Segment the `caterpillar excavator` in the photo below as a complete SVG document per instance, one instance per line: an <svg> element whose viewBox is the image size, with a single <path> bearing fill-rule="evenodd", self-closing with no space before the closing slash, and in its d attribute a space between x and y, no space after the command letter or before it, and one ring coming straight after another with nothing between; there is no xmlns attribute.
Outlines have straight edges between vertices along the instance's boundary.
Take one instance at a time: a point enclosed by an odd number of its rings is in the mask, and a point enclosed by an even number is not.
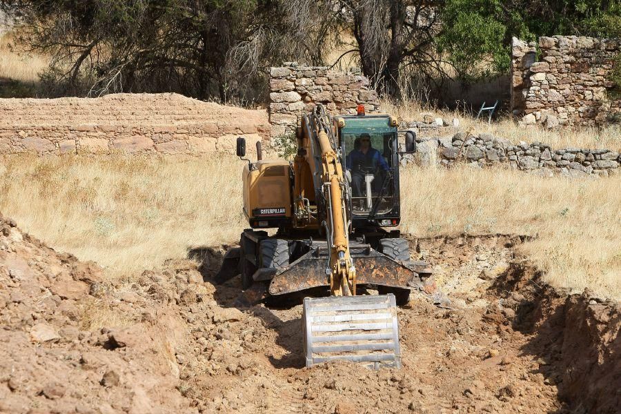
<svg viewBox="0 0 621 414"><path fill-rule="evenodd" d="M330 117L317 105L296 136L293 162L262 159L260 143L251 162L237 138L251 228L225 265L237 265L243 289L263 282L273 299L305 296L307 366L345 359L399 368L397 306L431 275L426 263L411 261L400 232L387 230L400 221L399 158L414 151L413 132L400 152L396 119L362 106Z"/></svg>

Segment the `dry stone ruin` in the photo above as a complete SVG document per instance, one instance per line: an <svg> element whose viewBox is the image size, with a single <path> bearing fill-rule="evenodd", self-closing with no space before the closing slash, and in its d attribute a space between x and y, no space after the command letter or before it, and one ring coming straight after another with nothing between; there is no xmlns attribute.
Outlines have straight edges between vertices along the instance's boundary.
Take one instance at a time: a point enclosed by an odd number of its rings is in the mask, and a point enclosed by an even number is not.
<svg viewBox="0 0 621 414"><path fill-rule="evenodd" d="M269 130L265 111L177 94L0 99L1 153L234 153L242 135L252 152Z"/></svg>
<svg viewBox="0 0 621 414"><path fill-rule="evenodd" d="M620 172L619 152L604 148L553 148L541 142L514 144L492 134L460 132L444 138L420 138L418 162L451 166L466 163L477 167L505 165L544 175L608 177ZM413 161L413 159L411 159ZM411 161L411 160L406 160Z"/></svg>
<svg viewBox="0 0 621 414"><path fill-rule="evenodd" d="M295 130L299 118L323 103L334 115L356 113L359 103L367 112L379 106L377 93L359 69L331 70L326 66L299 66L286 63L270 70L269 119L272 137Z"/></svg>
<svg viewBox="0 0 621 414"><path fill-rule="evenodd" d="M610 79L621 40L575 36L513 38L511 110L526 124L603 125L621 116Z"/></svg>

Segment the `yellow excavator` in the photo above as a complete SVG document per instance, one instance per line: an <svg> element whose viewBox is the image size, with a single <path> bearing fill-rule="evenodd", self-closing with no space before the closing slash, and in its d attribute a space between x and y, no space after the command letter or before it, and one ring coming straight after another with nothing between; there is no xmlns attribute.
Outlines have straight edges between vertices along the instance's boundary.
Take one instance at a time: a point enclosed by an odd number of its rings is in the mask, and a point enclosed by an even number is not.
<svg viewBox="0 0 621 414"><path fill-rule="evenodd" d="M400 152L396 119L366 115L362 106L331 117L317 105L296 137L293 162L262 159L260 143L252 162L237 139L251 228L225 266L237 265L243 289L268 282L273 299L306 296L307 366L346 359L398 368L397 306L431 275L426 263L411 260L400 232L386 230L400 224L400 157L414 151L413 132Z"/></svg>

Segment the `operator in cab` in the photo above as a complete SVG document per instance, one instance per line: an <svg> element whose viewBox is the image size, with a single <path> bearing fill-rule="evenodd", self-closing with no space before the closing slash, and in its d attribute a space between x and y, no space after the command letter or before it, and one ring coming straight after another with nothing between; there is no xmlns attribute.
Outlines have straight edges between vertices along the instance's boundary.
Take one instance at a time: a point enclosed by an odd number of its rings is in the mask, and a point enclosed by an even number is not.
<svg viewBox="0 0 621 414"><path fill-rule="evenodd" d="M373 174L375 179L372 183L373 192L376 193L381 188L382 182L379 172L387 172L390 167L382 154L371 145L371 135L360 134L354 144L352 150L345 159L345 166L351 174L351 188L353 197L364 197L365 180L364 176Z"/></svg>

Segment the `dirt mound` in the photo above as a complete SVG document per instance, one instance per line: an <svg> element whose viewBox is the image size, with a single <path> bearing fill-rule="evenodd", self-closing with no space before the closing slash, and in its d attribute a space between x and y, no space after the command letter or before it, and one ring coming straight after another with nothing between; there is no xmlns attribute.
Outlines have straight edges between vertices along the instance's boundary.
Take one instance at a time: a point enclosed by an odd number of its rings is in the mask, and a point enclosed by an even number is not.
<svg viewBox="0 0 621 414"><path fill-rule="evenodd" d="M101 269L59 254L0 218L0 412L172 412L181 321L166 307L106 297ZM102 293L103 297L102 297ZM132 298L139 302L139 298ZM86 330L114 308L127 328ZM171 359L173 359L171 361Z"/></svg>
<svg viewBox="0 0 621 414"><path fill-rule="evenodd" d="M224 248L190 251L198 268L170 262L112 285L95 265L1 223L0 411L618 406L618 307L538 287L536 271L513 253L520 237L411 240L448 300L439 307L436 293L413 293L399 315L403 368L373 371L344 362L304 368L301 305L266 306L260 287L240 293L238 277L212 283Z"/></svg>

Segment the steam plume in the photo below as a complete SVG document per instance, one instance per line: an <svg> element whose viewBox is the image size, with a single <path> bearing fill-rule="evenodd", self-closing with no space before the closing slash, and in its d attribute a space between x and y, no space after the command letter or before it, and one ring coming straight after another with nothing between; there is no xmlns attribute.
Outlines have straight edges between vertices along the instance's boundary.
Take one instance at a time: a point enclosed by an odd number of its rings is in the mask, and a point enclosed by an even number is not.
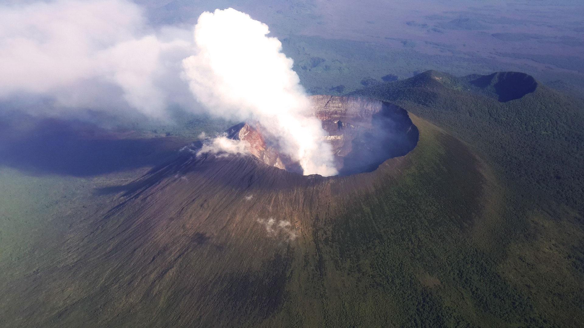
<svg viewBox="0 0 584 328"><path fill-rule="evenodd" d="M337 173L321 123L268 27L232 8L204 12L194 27L196 54L183 61L197 99L212 114L253 120L277 138L305 175Z"/></svg>
<svg viewBox="0 0 584 328"><path fill-rule="evenodd" d="M152 27L128 0L0 5L0 101L48 116L165 118L170 104L200 110L196 97L217 116L259 122L304 174L336 174L293 61L266 25L230 8L203 13L193 33ZM242 152L224 139L207 146Z"/></svg>

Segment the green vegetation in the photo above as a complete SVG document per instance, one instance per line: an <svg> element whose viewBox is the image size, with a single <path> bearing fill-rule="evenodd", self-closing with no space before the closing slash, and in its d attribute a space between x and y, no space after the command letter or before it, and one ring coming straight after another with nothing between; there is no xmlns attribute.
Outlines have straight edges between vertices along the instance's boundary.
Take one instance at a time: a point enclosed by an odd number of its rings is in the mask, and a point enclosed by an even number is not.
<svg viewBox="0 0 584 328"><path fill-rule="evenodd" d="M447 127L494 164L510 186L535 197L530 200L583 208L582 102L541 85L520 99L500 102L494 85L470 83L477 78L429 71L355 94L394 102Z"/></svg>

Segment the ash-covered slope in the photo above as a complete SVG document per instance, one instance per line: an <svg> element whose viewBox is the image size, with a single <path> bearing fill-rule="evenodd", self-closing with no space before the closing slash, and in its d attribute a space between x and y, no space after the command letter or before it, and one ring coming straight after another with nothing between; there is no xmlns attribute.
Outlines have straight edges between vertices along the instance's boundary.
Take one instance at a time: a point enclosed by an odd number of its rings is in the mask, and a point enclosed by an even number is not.
<svg viewBox="0 0 584 328"><path fill-rule="evenodd" d="M258 156L183 151L102 190L119 192L119 204L8 283L2 323L492 327L580 318L582 289L565 274L572 263L554 257L555 266L534 269L564 242L513 239L509 231L527 228L509 219L513 204L491 168L409 117L416 147L370 172L304 176ZM568 312L554 312L552 294Z"/></svg>

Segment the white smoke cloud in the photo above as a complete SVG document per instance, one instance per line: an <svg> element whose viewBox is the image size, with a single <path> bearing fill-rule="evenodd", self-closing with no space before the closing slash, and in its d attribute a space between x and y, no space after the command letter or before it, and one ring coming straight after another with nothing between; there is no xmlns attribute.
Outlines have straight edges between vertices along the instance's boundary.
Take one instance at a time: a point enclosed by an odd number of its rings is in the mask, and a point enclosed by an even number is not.
<svg viewBox="0 0 584 328"><path fill-rule="evenodd" d="M193 103L179 78L192 38L154 30L126 0L0 5L0 99L36 95L53 110L130 107L162 117L169 103Z"/></svg>
<svg viewBox="0 0 584 328"><path fill-rule="evenodd" d="M304 174L335 175L293 61L269 33L231 8L203 13L193 30L154 28L128 0L5 3L0 102L47 114L91 109L165 118L171 104L200 110L196 98L216 116L259 122ZM241 145L222 138L204 151L244 153Z"/></svg>
<svg viewBox="0 0 584 328"><path fill-rule="evenodd" d="M197 152L197 156L203 154L214 155L217 157L226 157L230 155L249 155L249 144L245 141L227 138L223 134L212 139L207 139L203 146Z"/></svg>
<svg viewBox="0 0 584 328"><path fill-rule="evenodd" d="M304 174L337 173L326 132L268 27L232 8L205 12L194 27L196 54L183 61L197 100L217 116L252 119L277 137Z"/></svg>

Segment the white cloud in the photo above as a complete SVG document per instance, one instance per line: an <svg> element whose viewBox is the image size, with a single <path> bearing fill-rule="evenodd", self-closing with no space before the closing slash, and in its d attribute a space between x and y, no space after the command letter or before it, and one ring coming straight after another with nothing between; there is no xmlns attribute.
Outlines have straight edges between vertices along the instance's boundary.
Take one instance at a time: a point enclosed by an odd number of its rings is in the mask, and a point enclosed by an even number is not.
<svg viewBox="0 0 584 328"><path fill-rule="evenodd" d="M263 225L269 236L274 238L283 238L288 240L294 240L297 236L296 231L292 228L292 225L287 221L277 222L273 218L267 219L258 219L258 222Z"/></svg>
<svg viewBox="0 0 584 328"><path fill-rule="evenodd" d="M164 116L176 90L188 95L179 75L190 34L153 30L125 0L0 5L0 97L37 95L55 107Z"/></svg>
<svg viewBox="0 0 584 328"><path fill-rule="evenodd" d="M205 12L194 27L196 54L183 61L199 102L217 116L253 120L305 175L336 174L331 145L310 99L265 24L230 8Z"/></svg>
<svg viewBox="0 0 584 328"><path fill-rule="evenodd" d="M189 30L153 28L128 0L0 5L0 101L45 114L91 109L164 118L172 104L199 110L196 97L217 116L259 121L304 174L336 174L293 61L269 33L233 9L203 13ZM225 138L204 146L247 152Z"/></svg>
<svg viewBox="0 0 584 328"><path fill-rule="evenodd" d="M249 144L245 141L227 138L227 135L219 135L203 141L203 146L197 152L197 156L203 154L214 155L225 157L230 155L248 155Z"/></svg>

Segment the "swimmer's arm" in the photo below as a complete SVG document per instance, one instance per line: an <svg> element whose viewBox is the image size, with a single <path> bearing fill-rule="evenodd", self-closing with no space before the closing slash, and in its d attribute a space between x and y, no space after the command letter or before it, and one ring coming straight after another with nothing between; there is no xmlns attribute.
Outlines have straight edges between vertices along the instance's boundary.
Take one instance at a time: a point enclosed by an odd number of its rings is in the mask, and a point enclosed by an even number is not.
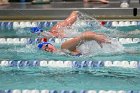
<svg viewBox="0 0 140 93"><path fill-rule="evenodd" d="M73 56L81 54L81 52L79 50L70 51L70 50L67 50L67 49L62 49L61 51L66 53L66 54L73 55Z"/></svg>
<svg viewBox="0 0 140 93"><path fill-rule="evenodd" d="M74 51L70 51L71 52L71 55L78 55L78 54L81 54L81 52L79 50L74 50Z"/></svg>

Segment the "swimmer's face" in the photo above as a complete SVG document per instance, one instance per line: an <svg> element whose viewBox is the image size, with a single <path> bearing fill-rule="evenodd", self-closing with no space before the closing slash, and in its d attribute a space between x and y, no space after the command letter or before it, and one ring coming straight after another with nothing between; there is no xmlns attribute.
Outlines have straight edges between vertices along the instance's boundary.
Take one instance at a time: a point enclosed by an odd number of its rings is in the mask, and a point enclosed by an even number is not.
<svg viewBox="0 0 140 93"><path fill-rule="evenodd" d="M42 49L47 51L47 52L54 52L54 51L56 51L56 48L53 45L51 45L51 44L44 44Z"/></svg>

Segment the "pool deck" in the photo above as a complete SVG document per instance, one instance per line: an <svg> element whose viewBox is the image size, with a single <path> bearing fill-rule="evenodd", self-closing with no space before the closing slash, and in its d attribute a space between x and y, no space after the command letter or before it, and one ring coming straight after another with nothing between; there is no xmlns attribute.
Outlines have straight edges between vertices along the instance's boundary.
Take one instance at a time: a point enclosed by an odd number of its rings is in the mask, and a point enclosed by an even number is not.
<svg viewBox="0 0 140 93"><path fill-rule="evenodd" d="M102 19L140 19L140 4L138 1L131 2L129 8L120 8L120 2L116 1L111 1L109 4L77 1L51 2L50 4L39 5L11 3L0 6L0 20L60 20L66 18L73 10Z"/></svg>

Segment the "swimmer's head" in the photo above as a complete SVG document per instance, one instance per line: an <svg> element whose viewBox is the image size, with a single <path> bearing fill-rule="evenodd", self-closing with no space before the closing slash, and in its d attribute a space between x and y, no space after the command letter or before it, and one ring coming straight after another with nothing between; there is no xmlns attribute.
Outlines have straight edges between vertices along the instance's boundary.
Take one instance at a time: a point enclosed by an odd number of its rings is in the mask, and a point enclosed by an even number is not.
<svg viewBox="0 0 140 93"><path fill-rule="evenodd" d="M45 50L47 52L54 52L56 51L56 48L49 42L43 42L38 44L38 48Z"/></svg>
<svg viewBox="0 0 140 93"><path fill-rule="evenodd" d="M39 28L39 27L32 27L30 32L32 33L40 33L40 32L43 32L43 29Z"/></svg>

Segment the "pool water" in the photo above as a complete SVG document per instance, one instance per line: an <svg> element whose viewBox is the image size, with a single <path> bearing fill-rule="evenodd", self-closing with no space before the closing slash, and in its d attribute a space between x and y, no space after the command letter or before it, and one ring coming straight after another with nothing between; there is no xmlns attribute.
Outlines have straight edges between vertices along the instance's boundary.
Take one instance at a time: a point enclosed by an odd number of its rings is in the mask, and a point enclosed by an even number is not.
<svg viewBox="0 0 140 93"><path fill-rule="evenodd" d="M110 29L110 28L109 28ZM140 30L139 26L111 29L127 33ZM36 38L29 29L1 29L0 37ZM140 38L138 34L131 38ZM70 60L70 61L138 61L140 44L124 44L134 53L103 53L93 56L70 56L46 53L36 44L0 44L0 60ZM140 70L130 68L49 68L49 67L0 67L0 89L48 89L48 90L139 90Z"/></svg>

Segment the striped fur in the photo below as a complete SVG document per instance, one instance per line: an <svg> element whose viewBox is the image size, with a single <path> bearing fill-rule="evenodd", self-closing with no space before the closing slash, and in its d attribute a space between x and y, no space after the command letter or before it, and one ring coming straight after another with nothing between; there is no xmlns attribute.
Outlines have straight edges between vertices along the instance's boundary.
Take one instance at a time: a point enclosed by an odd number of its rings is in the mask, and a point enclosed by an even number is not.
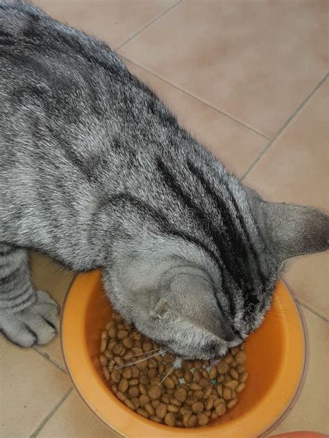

^^^^

*PROBLEM STATEMENT*. Collect every line in the items above that contains the word "plume", and copy each of those lines in full.

*RESULT OF THE EXERCISE*.
Segment the steam plume in the photo below as a complete SVG document per instance, one instance per line: an <svg> element whose viewBox is the image size, with a single <path> bearing fill-rule="evenodd", self-closing with no space before the closing slash, and in its d attribute a space between x and y, no space after the command letter or before it, and one ring coming straight after another with nothing between; there is no xmlns attribute.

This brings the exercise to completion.